### PROVIDED MATERIAL
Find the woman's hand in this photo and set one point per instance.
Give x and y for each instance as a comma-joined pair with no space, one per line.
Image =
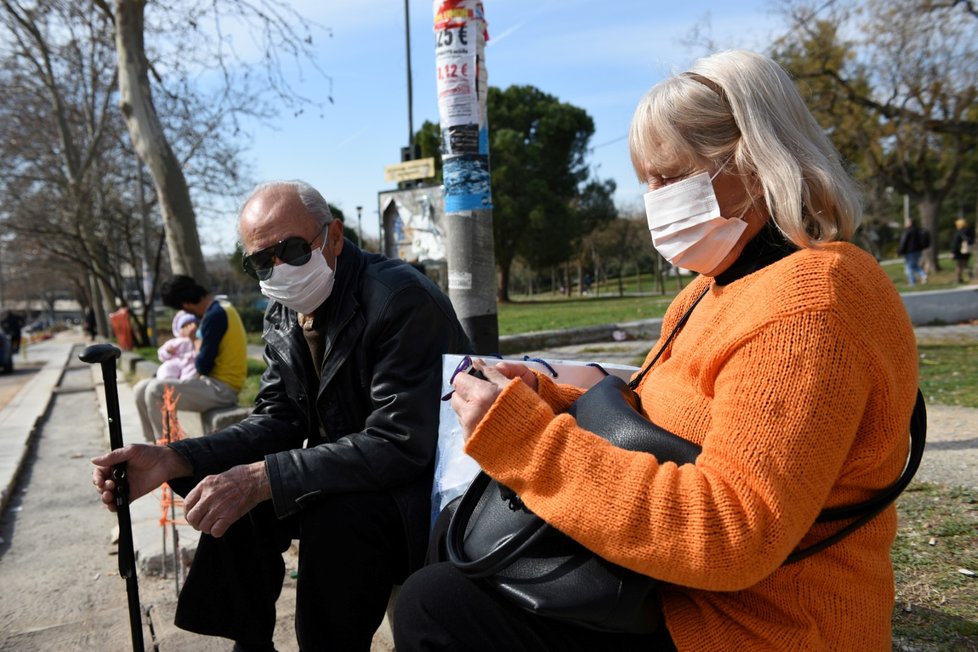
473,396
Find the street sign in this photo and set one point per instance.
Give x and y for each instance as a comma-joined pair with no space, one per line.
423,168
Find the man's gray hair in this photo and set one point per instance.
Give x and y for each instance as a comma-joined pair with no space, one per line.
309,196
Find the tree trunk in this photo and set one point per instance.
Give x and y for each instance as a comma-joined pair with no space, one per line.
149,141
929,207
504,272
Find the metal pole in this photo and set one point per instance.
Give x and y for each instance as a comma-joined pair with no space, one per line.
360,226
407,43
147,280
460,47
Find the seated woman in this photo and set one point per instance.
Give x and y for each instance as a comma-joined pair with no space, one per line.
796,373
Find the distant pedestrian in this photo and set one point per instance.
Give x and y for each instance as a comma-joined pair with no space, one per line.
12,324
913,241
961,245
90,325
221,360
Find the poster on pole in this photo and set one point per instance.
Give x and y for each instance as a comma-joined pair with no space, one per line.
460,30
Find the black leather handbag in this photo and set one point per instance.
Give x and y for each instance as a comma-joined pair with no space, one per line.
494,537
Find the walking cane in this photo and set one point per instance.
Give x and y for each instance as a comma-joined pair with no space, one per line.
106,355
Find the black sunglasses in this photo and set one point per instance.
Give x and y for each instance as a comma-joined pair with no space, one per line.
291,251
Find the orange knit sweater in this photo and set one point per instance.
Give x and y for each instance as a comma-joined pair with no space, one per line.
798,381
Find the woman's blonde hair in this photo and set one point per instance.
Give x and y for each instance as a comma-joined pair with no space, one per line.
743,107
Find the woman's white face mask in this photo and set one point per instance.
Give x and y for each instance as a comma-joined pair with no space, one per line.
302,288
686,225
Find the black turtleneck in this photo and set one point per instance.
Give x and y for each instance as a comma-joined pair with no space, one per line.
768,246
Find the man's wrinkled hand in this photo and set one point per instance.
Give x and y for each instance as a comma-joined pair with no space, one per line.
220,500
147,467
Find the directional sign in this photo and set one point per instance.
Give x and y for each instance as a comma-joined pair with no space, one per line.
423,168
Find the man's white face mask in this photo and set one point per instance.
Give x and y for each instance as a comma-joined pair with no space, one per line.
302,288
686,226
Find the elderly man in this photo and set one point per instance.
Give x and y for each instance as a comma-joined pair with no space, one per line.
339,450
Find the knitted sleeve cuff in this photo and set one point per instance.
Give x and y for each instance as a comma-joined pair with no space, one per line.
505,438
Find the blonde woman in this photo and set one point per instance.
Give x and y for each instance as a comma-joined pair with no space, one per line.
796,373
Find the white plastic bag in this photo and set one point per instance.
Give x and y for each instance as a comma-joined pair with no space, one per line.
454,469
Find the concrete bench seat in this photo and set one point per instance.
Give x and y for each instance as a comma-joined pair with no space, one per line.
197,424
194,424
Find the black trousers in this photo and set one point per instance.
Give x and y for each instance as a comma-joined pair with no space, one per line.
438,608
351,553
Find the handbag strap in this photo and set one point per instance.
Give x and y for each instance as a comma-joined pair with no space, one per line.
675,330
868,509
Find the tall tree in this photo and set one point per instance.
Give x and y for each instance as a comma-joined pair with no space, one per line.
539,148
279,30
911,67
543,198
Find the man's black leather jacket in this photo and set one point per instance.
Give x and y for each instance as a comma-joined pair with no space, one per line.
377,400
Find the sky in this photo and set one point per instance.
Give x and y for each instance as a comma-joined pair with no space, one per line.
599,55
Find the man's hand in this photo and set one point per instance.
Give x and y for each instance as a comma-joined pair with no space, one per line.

### WHAT YOU NEED TO DO
Leave the images aside and return the records above exactly as written.

### COMPLETED TASK
Find the woman's hand in this photo and set one point per instance.
Give x and y for each instance as a comma-joined pair with no space, one per line.
Image =
473,396
Find the street sign in this photo and set one point per instance.
Give x and y for each instance as a comma-joined pair with no space, one per line.
423,168
Find the man's gray hair in this photo and set one point per instance.
Give x and y for each instance as a comma-joined pair with no space, one per line.
309,196
Find the tree trunk in this photo and set one point per instance.
Give x and y for each instance as a comma-joined pair with no space, one per line.
149,141
929,207
504,272
Find the metal pole in this photo and set one point per instance.
Give x and y for each instance as a comma-joined pair with no space, one per line.
360,226
407,43
147,280
460,47
Find the seated woman in this photo and set one point per instance.
Give x and y for each instance as a comma-joined pair with no space, one per line.
796,373
Find the distant pedestrian in this photo and set one point per instance.
Give x and y for each instance as a comma-joined pair with no space, one per line.
12,324
913,241
961,245
90,325
221,360
Find the poster on pole in this photo and set one point per instance.
Give x and y for each instance as a comma-joined pair with no space, one per line.
460,30
Find the black leather handbag in this photo and set one point per instance.
Give x and y for each instance as a comma-joined pair with no space, one per line.
494,537
Find the walking cane in this photo and set one point per instance.
Give x and y for each instance as a comma-joined pair with no space, one per line.
106,355
Find the black sunglasses in this photo and set one point per instance.
Give x and y for each instance as a comma-joined pair with no space, one per line.
291,251
Find the orange knit sweater in this photo and set one point per instance.
Give x and y for each instance as a comma-joined pair with no space, one per line.
798,381
Find the woman's blonde hair in this photo and set one point per instance.
Give x and y for each instance as a comma-joined pair with no space, one per line.
743,107
Find the woman's white face mask in this photo and set one point per instance.
Give x and y for each instance as a comma-joined pair with no space, one per line.
302,288
686,225
Find the black turtleneck in this photo and set one point per instance.
Give x and y for each instance as a comma-joined pair with no space, one per line.
768,246
Find the man's wrinkled hand in this photo and set one point per instance.
Give x and y for each instance as a comma-joined pair with no space, one per line.
220,500
147,467
Find the directional sign in this photo and set one point per instance.
Give x and y for each instance as a comma-joined pair with no space, one per line.
423,168
Find the man's white face mask in this photo and set one point per instance.
Give x and y for each instance as a comma-joined pair with no space, one per line.
302,288
686,226
Find the elderly man in this photo and set one point per instance.
Give x and y for each instance as a comma-joined pair with no space, one per line.
339,450
Find the knitted sleeve cuff in this photo and set one point per instance.
Give x and y for each instance as a comma-joined pair with no space, one per line.
505,438
Find the blonde woman in this photo and set one point per instance.
Give x and y for each instance as a comma-joined pair with no space, one per line.
796,373
Find the white plastic bag in this photo and set one point per instance.
Give x and y for each instance as a comma-joined pair with no space, one per line.
454,469
Find the concrete bench seat in this photo and set one point per instance.
Give x and y for each instance as a comma-joined pair with no space, one per line.
197,424
194,424
Find the black trousers in this photo and set one point per instance.
Give x and y for each instance as a comma-joined pair with no space, one per line.
438,608
351,553
Find the handbag strap in this photo and set one point per instance.
Give x and y for each instance as a comma-joined pair with no space, one per line.
675,330
868,509
Find the tall tree in this photo and set one point per instance.
Give x and y for each instance as a comma-joined pair with no space, one per line.
539,148
279,30
911,67
543,198
Find the man's black leather jacket in this photo and set one point per instance.
Give x and y for each instance as a comma-joined pair with no space, one per line.
377,400
Find the sky in this photo and set one point per instance.
Give x and y for each instance as a comma-joined pair with no space, one per line.
599,55
Find the man's hand in this photo and set one point per instance.
Give x and y for each instance as a comma-joined pair with no space, one per line.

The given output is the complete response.